## SEITENAUSZUG:

# VR in Rennspielen/-simulationen



## Wincenty (18. Januar 2016)

Mich würde es interessieren welche Spiele VR-Brillen, wie die Occulus Rift als Beispiel, unterstützen werden.

Für mich wäre eigentlich eine solche Brille in Verbindung mit meinem G27 die günstigere Option im Vergleich zu TripleScreen, diese Aussage hängt ab von der gewählten Hardware wenn ich mir neue Monitore anlegen würde, dann nur welche mit 4K und G/FreeSync, wobei zu Bedenken ist, dass ein Monitor MUSS ja sein und somit selbst mit diesen Ansprüchen kann es schon knapp sein mit dem Günstiger als TripleScreen bei dem aktuellen VVK-Preis der Rift

nun dies mal beiseite:

für mich wäre das eigentlich eine Geile Sache mit VR in dem Cockpit zu gehen und dabei Simulations/Simulationsnahe Rennspiele zu spielen, wobei ich gewisse Bedenken habe bezüglich der Übelkeit, im Falle einer Kollision als Bsp. da würde einem die Sicht verwackelt, aber der Kopf steht ja "still".

Es wäre auch geil dann in der Ego in GTA V/GTA O rumzuheizen und zu fliegen (die Egos sind mir wegen der "unsensiblen" Maussteuerung oder der schlechten Sicht durch fehlende präzise schnelle Drehungen nicht gerade willkommen in Gefechten mit der Polizei/Spielern)

Also einige Renn-/Fahrsimulationen wie Race 07, Race On (ist das ein Addon oder Standalone) Offroad Drive, ETS 2 würde ich gerne damit spielen.
Aber auch Race Driver Grid (1) würde ich gerne damit spielen (vor allem das Driften dort hatte Spaß gemacht) oder Dirt 2.

Neuere Renntitel besitze/spiele ich nicht (Gran Turismo 6 ist zwar mein letztes Rennspiel gewesen, aber die PS3 wird bestimmt nicht mehr Sony Morpheus erleben) welche wären da euerer Meinung nach ein MUSS für VR-Cockpit?


----------



## Neawoulf (19. Januar 2016)

Es gibt schon einige Simulationen, die VR bereits unterstützen oder es in Zukunft sollen. Derzeit sind das z. B. 

- Live for Speed (nahezu perfekt)
- Assetto Corsa (fahren perfekt, aber das UI funktioniert noch nicht. Soll bis zum Release der Oculus Rift CV1 nachgeholt werden)
- Project CARS (hatte bisher Darstellungsprobleme bei den Schatten und die Performance ist nicht so toll, wird sich aber hoffentlich noch ändern)
- Euro Truck Simulator 2 (miese Performance)
- Dirt Rally (wirkt noch etwas unfertig)
- Raceroom Racing Experience (hat's zumindest mal unfertig unterstützt, bin mir nicht sicher, wie der aktuelle Stand ist)

## BEREITGESTELLTES MATERIAL:
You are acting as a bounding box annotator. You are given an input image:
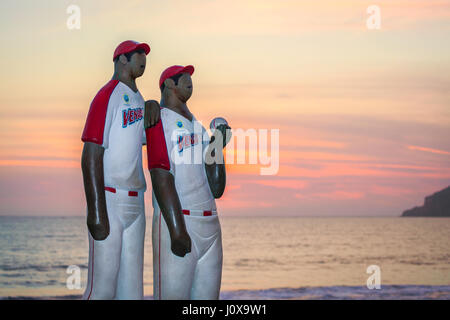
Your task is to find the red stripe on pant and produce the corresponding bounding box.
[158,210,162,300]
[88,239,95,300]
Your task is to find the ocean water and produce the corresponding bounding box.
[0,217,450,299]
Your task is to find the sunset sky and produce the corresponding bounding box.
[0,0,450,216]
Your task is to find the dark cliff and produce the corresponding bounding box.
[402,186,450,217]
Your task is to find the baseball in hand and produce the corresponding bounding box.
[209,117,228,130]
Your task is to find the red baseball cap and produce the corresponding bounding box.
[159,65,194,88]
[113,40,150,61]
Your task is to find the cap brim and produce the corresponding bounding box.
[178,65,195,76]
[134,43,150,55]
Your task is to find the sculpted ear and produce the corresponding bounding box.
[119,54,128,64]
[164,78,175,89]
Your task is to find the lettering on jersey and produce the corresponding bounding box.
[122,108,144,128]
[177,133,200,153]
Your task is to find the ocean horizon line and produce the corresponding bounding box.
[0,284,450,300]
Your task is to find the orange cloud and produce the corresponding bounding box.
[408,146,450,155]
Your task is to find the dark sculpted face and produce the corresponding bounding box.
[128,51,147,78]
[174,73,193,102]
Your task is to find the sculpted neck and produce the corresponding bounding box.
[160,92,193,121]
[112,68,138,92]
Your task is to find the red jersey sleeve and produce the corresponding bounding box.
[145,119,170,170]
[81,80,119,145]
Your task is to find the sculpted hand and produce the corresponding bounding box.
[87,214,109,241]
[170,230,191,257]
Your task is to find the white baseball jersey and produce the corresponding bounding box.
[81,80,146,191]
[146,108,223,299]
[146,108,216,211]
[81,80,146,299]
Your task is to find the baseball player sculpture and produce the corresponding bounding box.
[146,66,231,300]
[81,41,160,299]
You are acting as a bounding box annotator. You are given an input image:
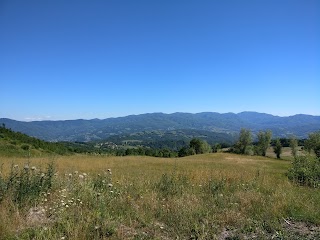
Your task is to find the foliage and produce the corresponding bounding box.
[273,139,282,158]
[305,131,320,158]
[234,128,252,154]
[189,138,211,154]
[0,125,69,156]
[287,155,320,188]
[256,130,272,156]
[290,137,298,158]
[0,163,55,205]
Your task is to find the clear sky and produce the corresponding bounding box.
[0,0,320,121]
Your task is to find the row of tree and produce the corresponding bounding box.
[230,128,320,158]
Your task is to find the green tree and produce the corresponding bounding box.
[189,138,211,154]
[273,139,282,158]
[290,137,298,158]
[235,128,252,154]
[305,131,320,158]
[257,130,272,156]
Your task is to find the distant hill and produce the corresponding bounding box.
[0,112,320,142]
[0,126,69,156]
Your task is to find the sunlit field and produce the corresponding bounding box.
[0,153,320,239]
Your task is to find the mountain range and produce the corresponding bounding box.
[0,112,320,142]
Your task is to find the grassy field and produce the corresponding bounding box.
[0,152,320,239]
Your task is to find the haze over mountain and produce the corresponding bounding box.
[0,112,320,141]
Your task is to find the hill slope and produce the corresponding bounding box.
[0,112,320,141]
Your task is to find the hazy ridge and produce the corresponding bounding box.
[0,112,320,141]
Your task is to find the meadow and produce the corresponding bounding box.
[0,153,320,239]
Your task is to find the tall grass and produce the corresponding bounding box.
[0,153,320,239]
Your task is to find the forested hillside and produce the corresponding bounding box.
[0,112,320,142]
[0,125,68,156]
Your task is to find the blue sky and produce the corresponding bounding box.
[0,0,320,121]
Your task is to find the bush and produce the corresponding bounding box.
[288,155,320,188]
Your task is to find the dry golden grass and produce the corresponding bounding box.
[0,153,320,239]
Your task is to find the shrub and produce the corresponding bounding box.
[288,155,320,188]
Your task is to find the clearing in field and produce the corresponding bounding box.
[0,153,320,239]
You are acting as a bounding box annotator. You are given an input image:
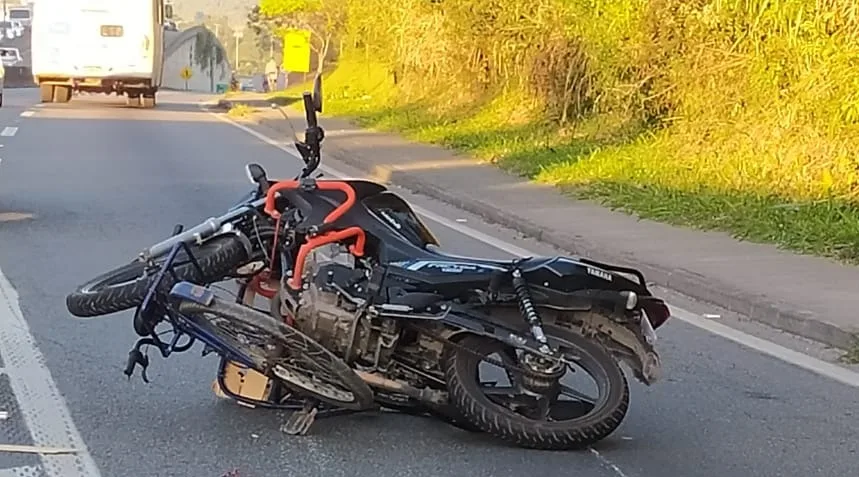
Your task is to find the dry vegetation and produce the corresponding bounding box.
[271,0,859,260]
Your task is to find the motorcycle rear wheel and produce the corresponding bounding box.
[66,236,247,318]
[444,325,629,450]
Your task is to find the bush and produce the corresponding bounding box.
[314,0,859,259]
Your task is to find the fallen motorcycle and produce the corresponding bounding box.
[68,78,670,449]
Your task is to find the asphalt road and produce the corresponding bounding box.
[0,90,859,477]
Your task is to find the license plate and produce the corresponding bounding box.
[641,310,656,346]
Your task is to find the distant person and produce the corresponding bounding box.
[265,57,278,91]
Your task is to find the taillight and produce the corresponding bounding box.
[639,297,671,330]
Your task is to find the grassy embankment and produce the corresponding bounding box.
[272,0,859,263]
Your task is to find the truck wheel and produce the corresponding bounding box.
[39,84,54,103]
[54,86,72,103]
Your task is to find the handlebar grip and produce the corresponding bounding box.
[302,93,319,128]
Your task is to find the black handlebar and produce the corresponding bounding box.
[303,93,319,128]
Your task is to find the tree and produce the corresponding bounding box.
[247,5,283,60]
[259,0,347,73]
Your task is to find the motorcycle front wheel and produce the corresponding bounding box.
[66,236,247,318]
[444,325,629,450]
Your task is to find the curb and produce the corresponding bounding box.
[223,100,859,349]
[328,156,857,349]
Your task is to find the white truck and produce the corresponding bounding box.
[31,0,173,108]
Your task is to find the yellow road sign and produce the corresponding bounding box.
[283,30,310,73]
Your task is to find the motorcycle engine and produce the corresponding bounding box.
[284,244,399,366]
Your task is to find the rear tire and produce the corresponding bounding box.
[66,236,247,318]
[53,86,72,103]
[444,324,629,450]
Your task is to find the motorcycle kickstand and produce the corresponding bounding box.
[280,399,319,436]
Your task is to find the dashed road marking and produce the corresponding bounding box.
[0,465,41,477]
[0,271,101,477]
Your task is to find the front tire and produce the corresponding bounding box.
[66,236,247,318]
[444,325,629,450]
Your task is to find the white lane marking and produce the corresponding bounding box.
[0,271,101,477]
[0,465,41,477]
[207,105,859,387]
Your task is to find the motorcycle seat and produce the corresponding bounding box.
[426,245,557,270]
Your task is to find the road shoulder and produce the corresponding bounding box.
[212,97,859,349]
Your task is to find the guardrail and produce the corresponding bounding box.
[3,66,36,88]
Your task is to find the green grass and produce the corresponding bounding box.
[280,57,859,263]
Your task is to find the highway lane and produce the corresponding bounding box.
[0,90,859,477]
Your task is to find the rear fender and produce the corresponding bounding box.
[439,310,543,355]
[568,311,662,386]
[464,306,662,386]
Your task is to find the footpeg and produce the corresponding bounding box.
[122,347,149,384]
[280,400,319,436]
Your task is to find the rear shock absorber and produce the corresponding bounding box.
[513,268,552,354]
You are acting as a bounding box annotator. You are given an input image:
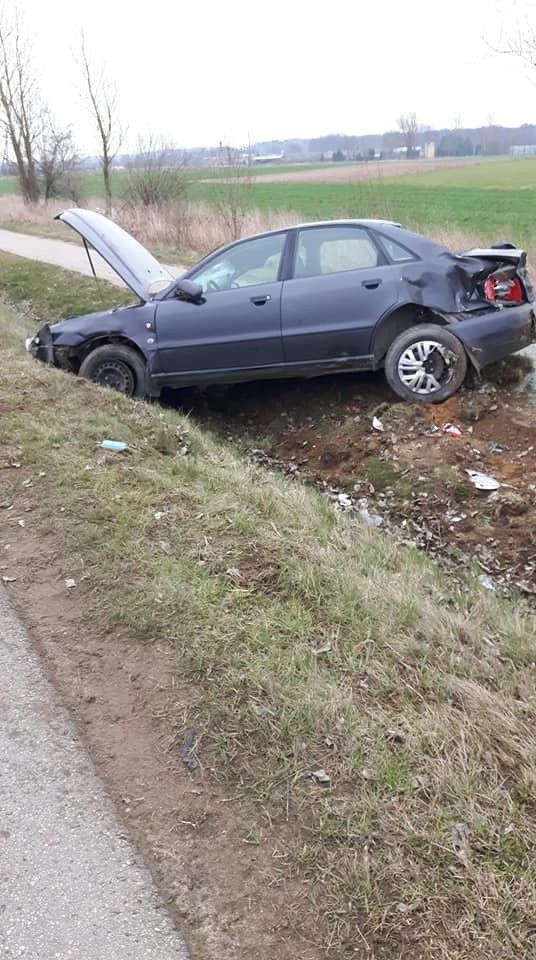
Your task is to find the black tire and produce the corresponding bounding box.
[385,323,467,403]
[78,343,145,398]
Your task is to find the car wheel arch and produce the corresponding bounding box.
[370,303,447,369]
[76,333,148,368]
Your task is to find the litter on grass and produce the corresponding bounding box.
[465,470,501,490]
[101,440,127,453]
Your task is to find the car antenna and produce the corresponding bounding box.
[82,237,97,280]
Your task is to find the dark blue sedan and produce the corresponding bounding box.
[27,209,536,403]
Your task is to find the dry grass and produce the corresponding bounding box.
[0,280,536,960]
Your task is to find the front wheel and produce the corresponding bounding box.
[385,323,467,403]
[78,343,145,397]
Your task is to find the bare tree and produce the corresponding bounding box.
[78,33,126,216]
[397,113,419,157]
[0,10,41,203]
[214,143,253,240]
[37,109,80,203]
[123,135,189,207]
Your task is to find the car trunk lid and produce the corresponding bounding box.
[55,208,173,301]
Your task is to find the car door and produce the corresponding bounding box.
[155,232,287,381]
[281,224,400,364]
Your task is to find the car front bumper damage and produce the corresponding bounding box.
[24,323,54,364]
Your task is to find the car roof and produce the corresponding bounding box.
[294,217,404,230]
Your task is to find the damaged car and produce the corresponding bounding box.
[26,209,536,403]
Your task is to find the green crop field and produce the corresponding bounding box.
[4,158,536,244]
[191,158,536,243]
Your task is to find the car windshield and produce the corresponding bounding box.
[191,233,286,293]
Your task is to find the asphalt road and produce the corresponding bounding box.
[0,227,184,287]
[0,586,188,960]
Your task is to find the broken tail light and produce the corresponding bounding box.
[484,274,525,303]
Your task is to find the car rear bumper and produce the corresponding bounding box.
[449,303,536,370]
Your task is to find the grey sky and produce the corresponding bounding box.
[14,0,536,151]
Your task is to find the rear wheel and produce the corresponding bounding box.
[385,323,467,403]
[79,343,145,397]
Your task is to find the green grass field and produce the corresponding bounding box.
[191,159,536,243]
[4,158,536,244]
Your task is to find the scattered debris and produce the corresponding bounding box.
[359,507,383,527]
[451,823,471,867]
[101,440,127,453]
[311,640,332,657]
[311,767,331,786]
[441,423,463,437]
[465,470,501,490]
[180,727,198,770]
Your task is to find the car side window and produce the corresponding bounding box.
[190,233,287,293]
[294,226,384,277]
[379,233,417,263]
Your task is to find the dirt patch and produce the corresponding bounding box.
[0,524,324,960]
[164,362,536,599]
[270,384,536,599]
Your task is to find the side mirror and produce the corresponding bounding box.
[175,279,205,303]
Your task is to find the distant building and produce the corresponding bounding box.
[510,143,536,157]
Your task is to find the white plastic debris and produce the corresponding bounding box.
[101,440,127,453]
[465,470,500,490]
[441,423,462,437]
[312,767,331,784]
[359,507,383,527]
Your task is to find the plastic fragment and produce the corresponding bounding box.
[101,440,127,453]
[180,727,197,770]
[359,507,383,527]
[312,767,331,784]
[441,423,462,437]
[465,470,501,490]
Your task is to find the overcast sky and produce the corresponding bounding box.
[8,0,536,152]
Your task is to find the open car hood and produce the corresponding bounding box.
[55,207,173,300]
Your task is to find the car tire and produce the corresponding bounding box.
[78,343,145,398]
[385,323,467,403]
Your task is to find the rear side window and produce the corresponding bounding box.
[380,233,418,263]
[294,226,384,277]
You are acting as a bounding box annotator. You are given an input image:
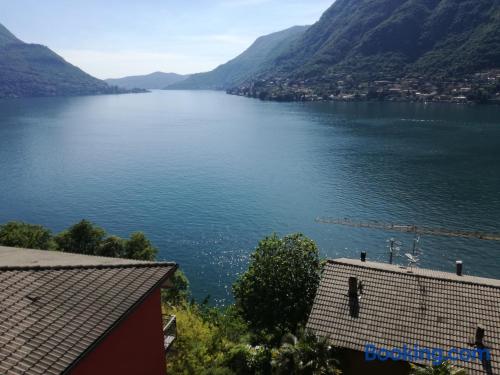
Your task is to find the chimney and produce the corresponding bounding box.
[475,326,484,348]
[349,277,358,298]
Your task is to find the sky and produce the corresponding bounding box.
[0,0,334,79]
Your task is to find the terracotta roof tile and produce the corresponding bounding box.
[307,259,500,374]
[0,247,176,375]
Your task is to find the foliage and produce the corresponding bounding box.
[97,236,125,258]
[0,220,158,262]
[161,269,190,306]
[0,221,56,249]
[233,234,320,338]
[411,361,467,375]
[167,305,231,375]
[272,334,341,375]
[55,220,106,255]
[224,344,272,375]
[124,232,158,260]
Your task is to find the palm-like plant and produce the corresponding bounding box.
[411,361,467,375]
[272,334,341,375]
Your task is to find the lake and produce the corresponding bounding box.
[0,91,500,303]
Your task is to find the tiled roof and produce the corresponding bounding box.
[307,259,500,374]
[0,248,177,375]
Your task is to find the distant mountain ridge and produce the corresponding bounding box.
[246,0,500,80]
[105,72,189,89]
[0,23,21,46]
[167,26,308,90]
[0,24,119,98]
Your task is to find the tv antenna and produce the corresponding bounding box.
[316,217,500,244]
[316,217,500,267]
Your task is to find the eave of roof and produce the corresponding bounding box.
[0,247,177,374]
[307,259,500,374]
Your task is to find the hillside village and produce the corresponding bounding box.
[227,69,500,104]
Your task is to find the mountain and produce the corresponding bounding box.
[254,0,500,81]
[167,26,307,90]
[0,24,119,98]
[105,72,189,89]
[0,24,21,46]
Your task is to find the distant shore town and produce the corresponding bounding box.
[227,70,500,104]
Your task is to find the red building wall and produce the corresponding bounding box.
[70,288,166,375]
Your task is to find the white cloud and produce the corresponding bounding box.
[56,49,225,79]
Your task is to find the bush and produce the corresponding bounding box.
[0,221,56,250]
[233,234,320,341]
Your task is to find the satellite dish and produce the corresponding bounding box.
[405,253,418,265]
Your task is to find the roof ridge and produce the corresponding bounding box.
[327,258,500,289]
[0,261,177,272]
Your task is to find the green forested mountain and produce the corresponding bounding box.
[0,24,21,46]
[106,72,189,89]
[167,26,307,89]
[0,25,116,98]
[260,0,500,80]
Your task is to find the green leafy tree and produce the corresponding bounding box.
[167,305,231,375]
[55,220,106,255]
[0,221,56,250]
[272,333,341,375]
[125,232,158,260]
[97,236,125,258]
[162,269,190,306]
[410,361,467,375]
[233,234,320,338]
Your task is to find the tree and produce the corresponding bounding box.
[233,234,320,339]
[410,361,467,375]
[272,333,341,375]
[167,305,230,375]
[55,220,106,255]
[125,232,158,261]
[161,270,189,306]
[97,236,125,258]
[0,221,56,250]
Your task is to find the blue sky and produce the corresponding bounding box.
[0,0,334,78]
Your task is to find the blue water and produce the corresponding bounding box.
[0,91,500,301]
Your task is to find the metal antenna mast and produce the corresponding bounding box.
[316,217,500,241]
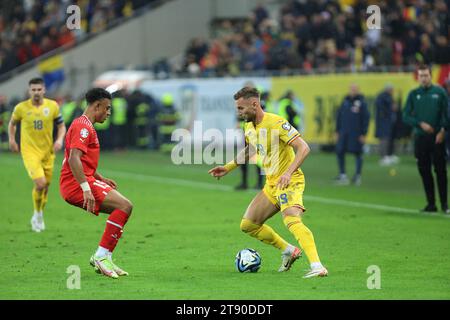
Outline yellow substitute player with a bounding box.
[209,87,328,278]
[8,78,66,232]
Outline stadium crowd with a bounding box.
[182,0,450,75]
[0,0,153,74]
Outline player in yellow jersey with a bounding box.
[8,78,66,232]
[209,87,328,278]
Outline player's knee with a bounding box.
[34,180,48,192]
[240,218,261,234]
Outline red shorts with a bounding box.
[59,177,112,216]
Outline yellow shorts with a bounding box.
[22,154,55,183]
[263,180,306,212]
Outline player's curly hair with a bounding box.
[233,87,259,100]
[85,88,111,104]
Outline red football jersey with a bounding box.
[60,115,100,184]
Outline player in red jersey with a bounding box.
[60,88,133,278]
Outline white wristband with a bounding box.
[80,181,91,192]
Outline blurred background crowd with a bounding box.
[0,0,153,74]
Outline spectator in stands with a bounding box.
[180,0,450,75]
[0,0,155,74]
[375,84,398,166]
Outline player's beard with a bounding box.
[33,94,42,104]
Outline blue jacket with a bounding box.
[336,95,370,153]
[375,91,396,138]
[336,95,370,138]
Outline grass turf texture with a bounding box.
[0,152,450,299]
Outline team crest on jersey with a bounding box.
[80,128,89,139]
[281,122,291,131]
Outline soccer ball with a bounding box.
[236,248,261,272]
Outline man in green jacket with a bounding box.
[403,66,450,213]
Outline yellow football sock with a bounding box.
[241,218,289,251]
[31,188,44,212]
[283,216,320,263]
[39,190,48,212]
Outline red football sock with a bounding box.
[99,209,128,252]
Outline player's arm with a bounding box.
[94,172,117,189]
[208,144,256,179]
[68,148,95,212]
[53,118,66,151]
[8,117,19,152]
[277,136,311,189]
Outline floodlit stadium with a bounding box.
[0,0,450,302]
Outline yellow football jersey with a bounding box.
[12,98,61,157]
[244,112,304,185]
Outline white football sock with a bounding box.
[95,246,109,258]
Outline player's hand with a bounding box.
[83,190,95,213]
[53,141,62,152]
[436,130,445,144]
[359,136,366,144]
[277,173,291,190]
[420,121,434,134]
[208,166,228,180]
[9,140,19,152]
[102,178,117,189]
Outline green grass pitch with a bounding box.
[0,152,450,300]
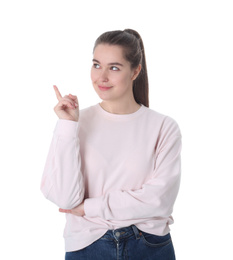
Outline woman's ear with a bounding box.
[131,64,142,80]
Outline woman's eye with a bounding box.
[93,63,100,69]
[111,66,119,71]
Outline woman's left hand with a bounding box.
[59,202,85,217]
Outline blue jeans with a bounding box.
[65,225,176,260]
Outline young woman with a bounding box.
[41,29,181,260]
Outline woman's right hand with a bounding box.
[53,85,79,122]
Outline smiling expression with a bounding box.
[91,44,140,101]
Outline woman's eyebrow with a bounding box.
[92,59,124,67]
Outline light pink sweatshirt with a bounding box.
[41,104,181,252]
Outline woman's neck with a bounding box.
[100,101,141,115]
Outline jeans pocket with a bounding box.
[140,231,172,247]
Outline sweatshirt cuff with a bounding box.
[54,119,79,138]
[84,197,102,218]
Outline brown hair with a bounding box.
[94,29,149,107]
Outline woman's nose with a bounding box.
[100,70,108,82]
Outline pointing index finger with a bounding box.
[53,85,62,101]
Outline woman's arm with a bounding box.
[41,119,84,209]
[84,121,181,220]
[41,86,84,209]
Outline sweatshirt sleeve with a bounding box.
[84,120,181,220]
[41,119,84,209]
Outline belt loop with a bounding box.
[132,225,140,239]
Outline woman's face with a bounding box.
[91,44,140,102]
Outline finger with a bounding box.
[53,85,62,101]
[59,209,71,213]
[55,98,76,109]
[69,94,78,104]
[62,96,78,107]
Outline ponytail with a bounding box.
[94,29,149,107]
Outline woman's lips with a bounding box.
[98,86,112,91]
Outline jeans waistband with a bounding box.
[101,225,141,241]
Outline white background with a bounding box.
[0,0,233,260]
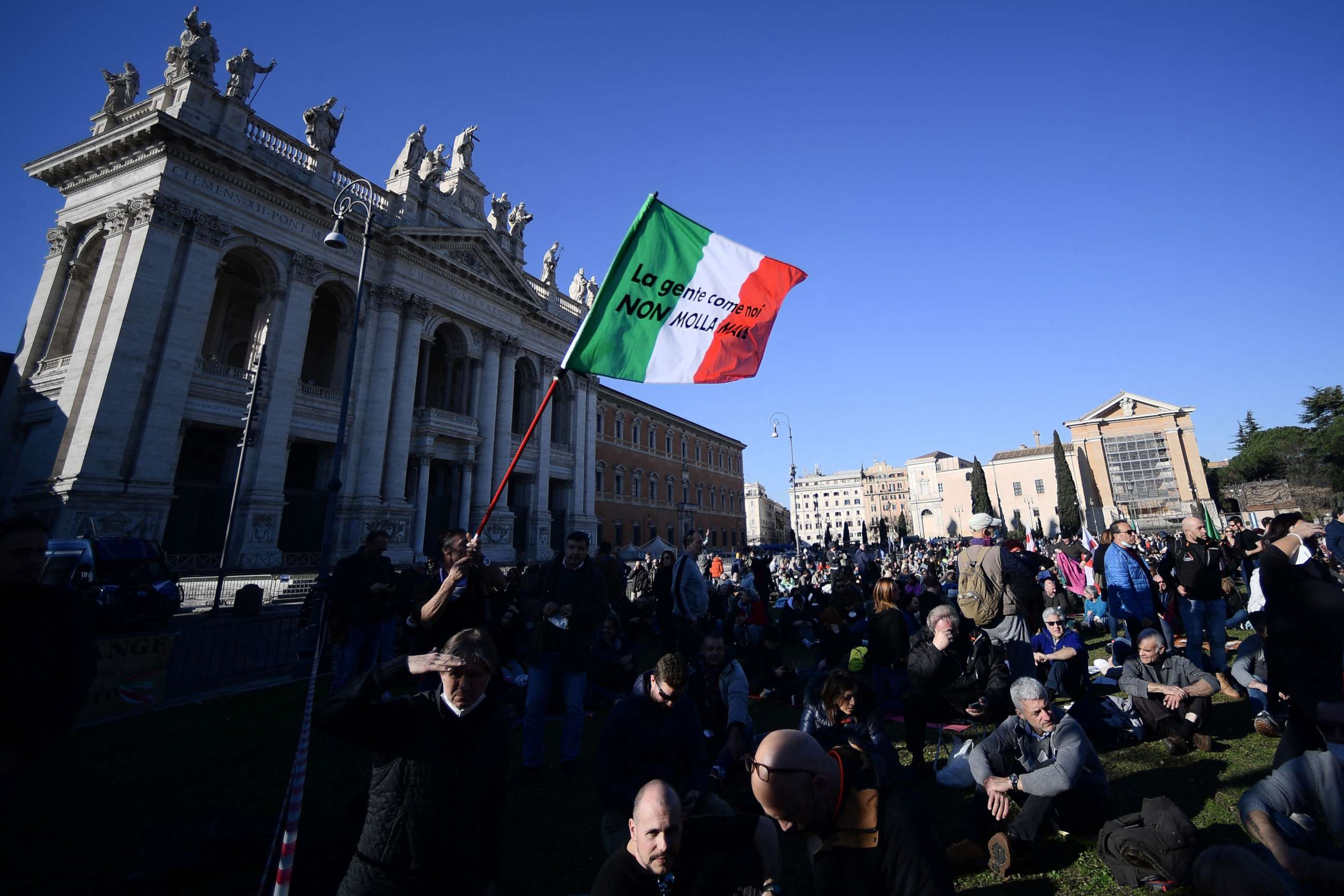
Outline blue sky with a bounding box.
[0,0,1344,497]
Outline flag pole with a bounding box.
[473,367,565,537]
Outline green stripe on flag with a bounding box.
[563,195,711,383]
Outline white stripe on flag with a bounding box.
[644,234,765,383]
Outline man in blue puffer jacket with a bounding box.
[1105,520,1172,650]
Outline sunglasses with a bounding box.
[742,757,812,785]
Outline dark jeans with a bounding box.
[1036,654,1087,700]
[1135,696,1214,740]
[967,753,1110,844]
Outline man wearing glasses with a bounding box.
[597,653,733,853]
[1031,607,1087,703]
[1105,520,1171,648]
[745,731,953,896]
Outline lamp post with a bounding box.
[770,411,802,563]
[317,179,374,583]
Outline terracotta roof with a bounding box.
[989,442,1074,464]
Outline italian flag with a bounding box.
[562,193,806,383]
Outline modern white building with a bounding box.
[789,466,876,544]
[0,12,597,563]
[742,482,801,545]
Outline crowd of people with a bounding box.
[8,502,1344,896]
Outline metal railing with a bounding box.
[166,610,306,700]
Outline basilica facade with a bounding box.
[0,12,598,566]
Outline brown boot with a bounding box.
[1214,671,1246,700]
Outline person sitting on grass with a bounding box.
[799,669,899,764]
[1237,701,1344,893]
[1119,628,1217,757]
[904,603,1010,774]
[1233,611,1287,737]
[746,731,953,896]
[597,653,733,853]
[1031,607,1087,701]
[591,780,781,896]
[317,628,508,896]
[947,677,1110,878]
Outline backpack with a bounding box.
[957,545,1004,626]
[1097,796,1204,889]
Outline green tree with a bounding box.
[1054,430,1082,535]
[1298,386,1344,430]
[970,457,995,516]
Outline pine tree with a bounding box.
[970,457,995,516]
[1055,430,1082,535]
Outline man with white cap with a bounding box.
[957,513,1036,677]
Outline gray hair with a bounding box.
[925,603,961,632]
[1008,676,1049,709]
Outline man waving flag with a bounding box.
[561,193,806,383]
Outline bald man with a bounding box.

## AUFGABE 1:
Drucken Sie aus dem Forenthread über VR in Rennspielen den Abschnitt, der bei "- Live for Speed" beginnt und bei "noch etwas unfertig)" endet, wortgetreu ab.
## AUFGABE 2:
Welches Problem nennt der Forenthread über VR in Rennspielen beim Euro Truck Simulator 2?
## AUFGABE 3:
Führen Sie den Forenthread über VR in Rennspielen im Anschluss an seinen letzten Listenpunkt weiter.

## LÖSUNG 1:
- Live for Speed (nahezu perfekt)
- Assetto Corsa (fahren perfekt, aber das UI funktioniert noch nicht. Soll bis zum Release der Oculus Rift CV1 nachgeholt werden)
- Project CARS (hatte bisher Darstellungsprobleme bei den Schatten und die Performance ist nicht so toll, wird sich aber hoffentlich noch ändern)
- Euro Truck Simulator 2 (miese Performance)
- Dirt Rally (wirkt noch etwas unfertig)

## LÖSUNG 2:
Die Performance ist mies.

## LÖSUNG 3:
- Grid Autosport (unterstützt Oculus Rift, aber die Qualität kann ich nicht beurteilen, hab's nie ausprobiert)

Außerdem haben die Reiza Studios (Entwickler von Stock Car Extreme/Automobilista) im Rahmen einer Crowdfunding-Kampagne im letzten Jahr angekündigt, dass man in Zukunft VR-Headsets in deren Simulationen nutzen können wird. Wie weit man da ist, weiß ich nicht, aber Automobilista soll bald kommen, evtl. ist da ja schon die VR-Unterstützung eingebaut? Details weiß ich leider keine.

Generell sind Rennsimulationen aus meiner persönlichen Erfahrung her aber mit das beste, was man mit nem VR-Headset machen kann. Man kriegt noch nur ne extra Dosis Immersion (was spielerisch geil ist), sondern kann durch die VR-Darstellung und das Headtracking viel besser Entfernungen, den Streckenverlauf usw. einschätzen. Einziger Nachteil ist, dass man sein richtiges Lenkrad/Tastatur/Ganghebel usw. nicht sieht. Aber schon nach wenigen Spielstunden hab ich mich daran gewöhnt, wo alles ist, finde alles ohne Probleme. Mindestens eine Hand hat man eh immer am Lenkrad, Schalthebel greift man nach kurzer Zeit auch völlig intuitiv, ohne hinzuschauen.

Was die Übelkeit angeht: Hatte ich am Anfang mit zu kämpfen, war aber nach ca. einer Woche kein Thema mehr. Da man den Fahrzeuginnenraum als festen Referenzpunkt hat, wird einem beim fahren längst nicht so leicht übel, wie z. B. bei einem 1st Person Shooter. Aber es kann halt einige Tage dauern, bis man sich dran gewöhnt. Kleiner Tipp: Nicht durchquälen, immer mindestens 30 Minuten Pause machen, sobald auch nur ein wenig Unwohlsein vorhanden ist. Zumindest ich hatte mit der Methode nach kurzer Zeit keine Probleme mehr und kann inzwischen auch problemlos eine Stunde oder auch länger fahren, ohne dass mir übel wird.

Race 07, Race Driver Grid und andere Spiele, die nicht speziell dafür angepasst wurden, werden damit aber wohl erstmal nicht funktionieren bzw. nur sehr unvollständig (kein richtiges Headtracking, keine 3d-Darstellung usw.) Evtl. wird ja in Mod-Form, wie das z. B. bei Richard Burns Rally der Fall war, was nachgeliefert, aber drauf verlassen würde ich mich nicht.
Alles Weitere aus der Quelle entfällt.